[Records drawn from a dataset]
■ ■ ■ ■ ■

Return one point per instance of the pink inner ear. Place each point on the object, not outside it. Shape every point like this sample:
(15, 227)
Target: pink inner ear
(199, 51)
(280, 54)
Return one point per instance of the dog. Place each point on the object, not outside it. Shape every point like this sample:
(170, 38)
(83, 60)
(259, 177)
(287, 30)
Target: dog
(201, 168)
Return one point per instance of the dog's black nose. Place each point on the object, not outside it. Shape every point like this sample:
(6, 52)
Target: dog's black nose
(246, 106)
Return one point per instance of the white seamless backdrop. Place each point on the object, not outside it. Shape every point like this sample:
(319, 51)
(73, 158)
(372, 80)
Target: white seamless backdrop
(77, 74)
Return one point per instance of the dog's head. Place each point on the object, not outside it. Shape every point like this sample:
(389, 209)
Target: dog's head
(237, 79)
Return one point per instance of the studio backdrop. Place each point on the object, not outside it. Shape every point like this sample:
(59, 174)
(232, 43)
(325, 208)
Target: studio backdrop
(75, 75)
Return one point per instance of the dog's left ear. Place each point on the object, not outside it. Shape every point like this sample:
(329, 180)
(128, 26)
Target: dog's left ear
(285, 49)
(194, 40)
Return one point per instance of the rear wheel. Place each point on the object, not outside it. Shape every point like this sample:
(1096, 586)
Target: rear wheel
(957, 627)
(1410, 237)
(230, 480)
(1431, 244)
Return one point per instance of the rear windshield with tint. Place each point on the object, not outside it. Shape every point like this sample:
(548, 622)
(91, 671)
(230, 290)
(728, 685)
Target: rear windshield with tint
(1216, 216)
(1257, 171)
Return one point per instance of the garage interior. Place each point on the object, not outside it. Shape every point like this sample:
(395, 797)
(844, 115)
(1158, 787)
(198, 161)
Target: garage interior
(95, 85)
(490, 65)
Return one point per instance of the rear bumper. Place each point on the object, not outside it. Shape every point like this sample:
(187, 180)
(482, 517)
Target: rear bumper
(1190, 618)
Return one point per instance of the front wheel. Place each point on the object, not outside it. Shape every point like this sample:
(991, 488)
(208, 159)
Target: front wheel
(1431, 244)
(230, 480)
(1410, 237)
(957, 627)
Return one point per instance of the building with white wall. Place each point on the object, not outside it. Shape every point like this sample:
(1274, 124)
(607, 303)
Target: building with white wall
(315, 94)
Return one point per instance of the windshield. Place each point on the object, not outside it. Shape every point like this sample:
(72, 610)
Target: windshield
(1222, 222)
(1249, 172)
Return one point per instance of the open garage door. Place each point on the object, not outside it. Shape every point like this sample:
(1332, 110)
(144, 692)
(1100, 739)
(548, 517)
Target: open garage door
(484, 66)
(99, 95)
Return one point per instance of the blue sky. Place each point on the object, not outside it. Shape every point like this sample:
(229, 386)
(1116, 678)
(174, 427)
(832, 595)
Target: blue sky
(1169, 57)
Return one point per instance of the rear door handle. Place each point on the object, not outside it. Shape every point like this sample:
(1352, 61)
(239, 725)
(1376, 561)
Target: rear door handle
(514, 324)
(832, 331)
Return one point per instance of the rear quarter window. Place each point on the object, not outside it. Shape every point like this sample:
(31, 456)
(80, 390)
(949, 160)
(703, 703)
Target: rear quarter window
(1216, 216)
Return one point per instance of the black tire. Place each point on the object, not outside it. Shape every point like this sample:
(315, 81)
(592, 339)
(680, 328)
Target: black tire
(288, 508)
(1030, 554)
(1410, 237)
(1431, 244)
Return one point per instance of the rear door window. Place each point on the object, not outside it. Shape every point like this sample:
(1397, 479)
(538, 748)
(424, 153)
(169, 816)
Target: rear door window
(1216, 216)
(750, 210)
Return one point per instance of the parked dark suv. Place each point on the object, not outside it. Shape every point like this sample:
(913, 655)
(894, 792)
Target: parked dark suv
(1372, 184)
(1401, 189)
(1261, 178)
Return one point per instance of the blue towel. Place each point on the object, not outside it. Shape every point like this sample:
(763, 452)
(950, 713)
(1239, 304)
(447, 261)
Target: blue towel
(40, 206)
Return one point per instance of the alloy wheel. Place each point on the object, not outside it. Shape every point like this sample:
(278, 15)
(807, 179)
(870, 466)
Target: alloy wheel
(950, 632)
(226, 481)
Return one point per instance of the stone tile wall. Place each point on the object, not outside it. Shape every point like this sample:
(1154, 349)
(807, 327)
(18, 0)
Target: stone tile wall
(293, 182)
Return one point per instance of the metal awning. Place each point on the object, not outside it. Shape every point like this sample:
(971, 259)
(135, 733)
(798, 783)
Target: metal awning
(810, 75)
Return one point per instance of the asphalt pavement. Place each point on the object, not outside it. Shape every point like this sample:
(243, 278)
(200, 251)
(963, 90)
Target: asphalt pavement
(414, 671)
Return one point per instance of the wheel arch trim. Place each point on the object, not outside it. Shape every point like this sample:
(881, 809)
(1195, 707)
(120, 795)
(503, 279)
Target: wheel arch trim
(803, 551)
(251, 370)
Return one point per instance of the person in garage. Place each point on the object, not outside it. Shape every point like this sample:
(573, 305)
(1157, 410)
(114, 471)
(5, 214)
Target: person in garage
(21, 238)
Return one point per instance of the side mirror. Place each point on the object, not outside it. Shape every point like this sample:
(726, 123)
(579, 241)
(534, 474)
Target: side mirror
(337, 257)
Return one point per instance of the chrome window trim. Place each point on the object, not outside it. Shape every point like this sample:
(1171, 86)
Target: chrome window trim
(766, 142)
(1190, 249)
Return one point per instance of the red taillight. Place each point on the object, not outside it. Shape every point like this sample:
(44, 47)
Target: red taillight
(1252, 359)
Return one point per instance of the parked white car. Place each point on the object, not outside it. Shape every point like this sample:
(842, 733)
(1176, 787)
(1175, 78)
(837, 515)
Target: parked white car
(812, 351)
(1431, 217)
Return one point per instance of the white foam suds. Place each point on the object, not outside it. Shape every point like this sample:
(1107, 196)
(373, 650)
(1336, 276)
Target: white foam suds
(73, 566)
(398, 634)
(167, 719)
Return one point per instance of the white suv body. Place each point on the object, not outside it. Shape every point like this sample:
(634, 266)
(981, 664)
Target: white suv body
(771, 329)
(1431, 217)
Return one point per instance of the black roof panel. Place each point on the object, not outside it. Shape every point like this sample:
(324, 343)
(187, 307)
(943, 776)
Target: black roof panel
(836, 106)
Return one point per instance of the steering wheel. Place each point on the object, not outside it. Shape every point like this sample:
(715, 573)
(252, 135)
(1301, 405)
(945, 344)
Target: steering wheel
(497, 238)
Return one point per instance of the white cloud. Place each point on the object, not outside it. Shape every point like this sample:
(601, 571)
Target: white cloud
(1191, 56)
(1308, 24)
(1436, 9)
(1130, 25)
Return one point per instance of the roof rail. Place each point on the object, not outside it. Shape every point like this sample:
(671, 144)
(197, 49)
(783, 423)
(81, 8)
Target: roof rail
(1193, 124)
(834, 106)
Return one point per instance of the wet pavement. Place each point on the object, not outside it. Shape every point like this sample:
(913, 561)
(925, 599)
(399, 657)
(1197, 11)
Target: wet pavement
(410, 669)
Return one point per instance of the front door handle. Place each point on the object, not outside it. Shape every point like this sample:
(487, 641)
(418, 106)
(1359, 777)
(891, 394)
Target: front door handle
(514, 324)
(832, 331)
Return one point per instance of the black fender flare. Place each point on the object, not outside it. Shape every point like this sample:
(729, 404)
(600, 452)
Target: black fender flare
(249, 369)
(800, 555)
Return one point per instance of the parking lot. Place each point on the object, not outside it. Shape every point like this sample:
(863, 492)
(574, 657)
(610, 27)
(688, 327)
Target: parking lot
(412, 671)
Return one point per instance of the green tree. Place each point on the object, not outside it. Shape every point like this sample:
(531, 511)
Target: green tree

■ ■ ■ ■ ■

The full set of records, transcribed exactly, is the answer.

Return one point per instance of the pink inner ear. Place each point on the object, not outside it. Shape every point like this sample:
(15, 227)
Target: pink inner ear
(199, 51)
(280, 54)
Return one point per instance of the dog. Place each point on the object, not outside it. Shape every point like this sample:
(170, 38)
(83, 60)
(259, 177)
(287, 30)
Target: dog
(201, 168)
Return one point per instance of the dog's black nose. Place each point on the object, not outside it. Shape every point like this sample:
(6, 52)
Target: dog's black nose
(246, 106)
Return one point per instance of the white seamless backdrop. Place each point on the object, not outside it. Shape every point like this sample:
(319, 51)
(73, 158)
(372, 80)
Target: white seamless backdrop
(77, 74)
Return one point per instance of the dog's head. Place each point on the object, not outside it. Shape every point like this sample:
(389, 209)
Target: dog's head
(237, 79)
Return one point per instance of the studio backdrop. Place each point on the object, not outside it. Shape every point like this sample:
(59, 174)
(232, 43)
(325, 208)
Target: studio backdrop
(75, 75)
Return one point per instance of the dog's left ear. Place each point on the object, not outside it. Shape every point like this sample:
(329, 180)
(128, 26)
Target: dog's left ear
(285, 49)
(194, 40)
Return one point per instance of the rear wheel. Place each point on the object, not outside it. Shape every point like this sample:
(1096, 586)
Target: rear wheel
(957, 627)
(1410, 237)
(230, 480)
(1431, 244)
Return one point per instance of the rear windshield with tint. Place each point on the object, not outside it. Shape every point like this sample:
(548, 622)
(91, 671)
(230, 290)
(728, 685)
Target: rear windshield with tint
(1216, 216)
(1257, 171)
Return one point per instance of the garage interior. Place each point on the object, not outside it. Shape every point like this sample:
(395, 797)
(844, 115)
(1158, 787)
(198, 161)
Target: garage interior
(95, 85)
(490, 65)
Return one point per instance of the rear bumper. Place each point on the object, not outside it. Shape every point like this sample:
(187, 180)
(482, 517)
Target: rear bumper
(1190, 618)
Return one point per instance of the front wheel. Place each point on the object, not outside it. Shape every point like this sample:
(991, 488)
(208, 159)
Target: front wheel
(1431, 244)
(230, 480)
(1410, 237)
(957, 627)
Return one point per instance of the building with white wall. Place each point on the object, not outside it. Shape every point like this sample:
(1274, 124)
(607, 303)
Target: building with white wall
(315, 94)
Return one point per instance of the windshield. Place each point on the object, not outside it. Shape every point like this sample:
(72, 610)
Target: windshield
(1222, 222)
(1249, 172)
Return one point per instance of the open garage door. Place each point on the object, not outside it. Shape every point like this sample:
(1332, 110)
(144, 692)
(1100, 739)
(548, 517)
Target: open garage door
(484, 66)
(99, 95)
Return one point per instance of the blue sky. Place each point on the object, not outside it. Shape every point like this sample:
(229, 386)
(1116, 678)
(174, 427)
(832, 595)
Target: blue sky
(1169, 57)
Return one point per instance of the rear door handle. Place each point on the object, not outside it. Shape every point like this sample:
(1352, 61)
(239, 725)
(1376, 561)
Target: rear door handle
(514, 324)
(832, 331)
Return one point per instance of the rear quarter window. Place each point on the object, not outside it. Shape every point like this sample:
(31, 456)
(80, 390)
(949, 160)
(703, 703)
Target: rear quarter window
(1216, 216)
Return one point per instance of the black tire. Place each point on the object, not outside it. Shape every point like this sample:
(315, 81)
(592, 339)
(680, 328)
Target: black tire
(288, 508)
(1030, 554)
(1410, 237)
(1431, 244)
Return one point per instance of the rear door window. Place each point on the object, not outside it. Shape every point like this sample:
(1397, 479)
(538, 748)
(424, 153)
(169, 816)
Target: rear door window
(1216, 216)
(750, 210)
Return one point per instance of the parked dark suv. Place each point on the object, not outside it. Shape every point like this sample:
(913, 655)
(894, 792)
Target: parked dark suv
(1372, 184)
(1401, 189)
(1261, 178)
Return one point per instance of the blue towel. Place each point on the object, not outside it. Shape every point like this sample:
(763, 452)
(950, 713)
(1239, 304)
(447, 261)
Target: blue towel
(40, 206)
Return one point per instance of the alloy wheel. Place each point on the object, not outside it. Shape every point like this sample:
(278, 15)
(807, 179)
(870, 466)
Target: alloy wheel
(950, 632)
(226, 481)
Return one point per instance of the stone tile wall. Place each point on the object, not outside it. Shape every point like this sample:
(1154, 349)
(807, 327)
(18, 0)
Target: stone tile wall
(293, 182)
Return one point per instance of the metal awning. Place each point on the object, not outside it. Shape every point like this sample:
(971, 259)
(135, 733)
(798, 783)
Target: metal awning
(810, 75)
Return one point per instance of the asphalt pavement. Place each point on the object, not outside it. Shape every point like this sample:
(243, 278)
(200, 251)
(963, 90)
Target: asphalt pavement
(414, 671)
Return one point per instance of the wheel arch trim. Place each point on the object, not outside it. Shape every point like this sample:
(881, 809)
(1195, 707)
(120, 795)
(503, 279)
Target: wheel arch trim
(803, 551)
(251, 370)
Return one point per instance of the person in garage. Place each point on the object, not outside it. Shape every point like this sample:
(573, 305)
(1157, 410)
(114, 471)
(5, 214)
Target: person in garage
(21, 238)
Return one point per instance of the side mirror. Place each point on the object, not outside it. Shape every point like this sample:
(726, 123)
(579, 241)
(534, 474)
Target: side mirror
(337, 257)
Return one point per instance of the chrome window trim. Place each point on the object, not outside it. Shape every point like this sample:
(1171, 86)
Target: chrome window trim
(766, 142)
(1190, 249)
Return one point per instance of the red taillight. Place each point on the object, not outside it. Shape every point like this sample:
(44, 47)
Target: red taillight
(1252, 359)
Return one point per instance of the parked white car. Place each point on the object, not outside it. Shape every point like this sample:
(842, 733)
(1176, 787)
(1175, 78)
(837, 515)
Target: parked white car
(812, 351)
(1431, 217)
Return one point per instance of the white foam suds. Place each point on the object, not outside it. Shape every point like this sample:
(1107, 196)
(373, 650)
(1336, 276)
Target: white foam suds
(73, 566)
(398, 634)
(167, 719)
Return one point per instance of the white suv body. Place each point on the object, not outside it. Shape every point like this sample:
(634, 266)
(981, 664)
Target: white suv body
(771, 329)
(1431, 217)
Return one point per instance of the black roof panel. Place each point on the object, not outside it. Shape every point like this sample:
(324, 343)
(187, 307)
(943, 776)
Target: black roof panel
(836, 106)
Return one point per instance of the steering wheel. Place each point on the object, not outside it. Shape every point like this sample:
(715, 573)
(252, 135)
(1301, 405)
(945, 344)
Target: steering wheel
(497, 238)
Return one point per instance of the white cloud. Place each point on the object, not outside it. Shape every point like this sample:
(601, 571)
Target: white cloud
(1191, 56)
(1308, 24)
(1436, 9)
(1130, 25)
Return one point per instance of the roof rail. Place each point on the object, not outside it. Shape every point like this sample:
(671, 144)
(197, 49)
(783, 423)
(81, 8)
Target: roof rail
(1193, 124)
(834, 106)
Return one point per instance of the wet pavement. Place each point on the object, not outside it. Shape every point like this sample:
(913, 561)
(925, 599)
(399, 657)
(1197, 11)
Target: wet pavement
(410, 669)
Return one point per instance of the front door handle. Place each point on the object, not outside it. Shape every point like this sample:
(487, 641)
(418, 106)
(1359, 777)
(891, 394)
Target: front door handle
(514, 324)
(832, 331)
Return one point per instance of the black fender flare. Place each point on the object, not outside it. Shape every point like this sample:
(729, 404)
(600, 452)
Target: black fender flare
(249, 369)
(800, 555)
Return one point per instance of the parking lot. Place each point on the object, not outside it. Shape every point like this sample:
(863, 492)
(574, 657)
(610, 27)
(688, 327)
Target: parking lot
(412, 671)
Return one point per instance of the green tree. Place each point on the object, not outside it. Shape every point like this sample:
(531, 511)
Target: green tree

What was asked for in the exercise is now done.